*DESCRIPTION OF THE TASK:* Exclude all pictures, then restate the entries below word for word.

*Collected data entries:*
= Beginning of Section =

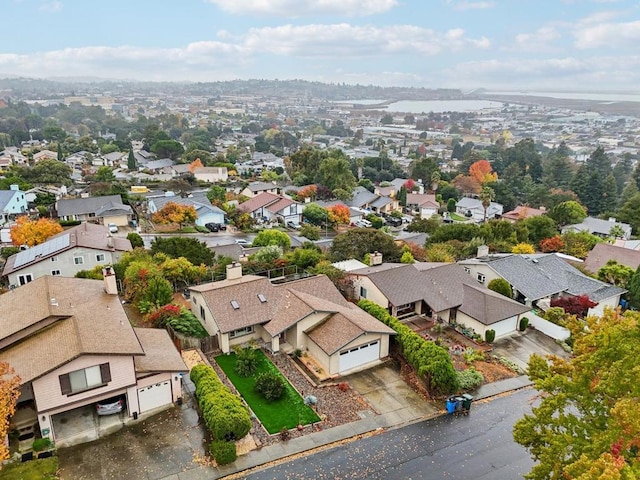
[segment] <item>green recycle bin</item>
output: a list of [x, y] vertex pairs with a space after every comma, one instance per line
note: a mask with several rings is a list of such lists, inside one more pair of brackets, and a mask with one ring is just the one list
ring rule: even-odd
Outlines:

= End of Section =

*OUTPUT OF THE TASK:*
[segment] <item>green recycle bin</item>
output: a list of [x, y] vertex pairs with a space after every comma, one instance per line
note: a mask with several rings is a list of such lists, inside one more pair of brackets, and a mask with one ring is just the one list
ring rule: even-odd
Outlines:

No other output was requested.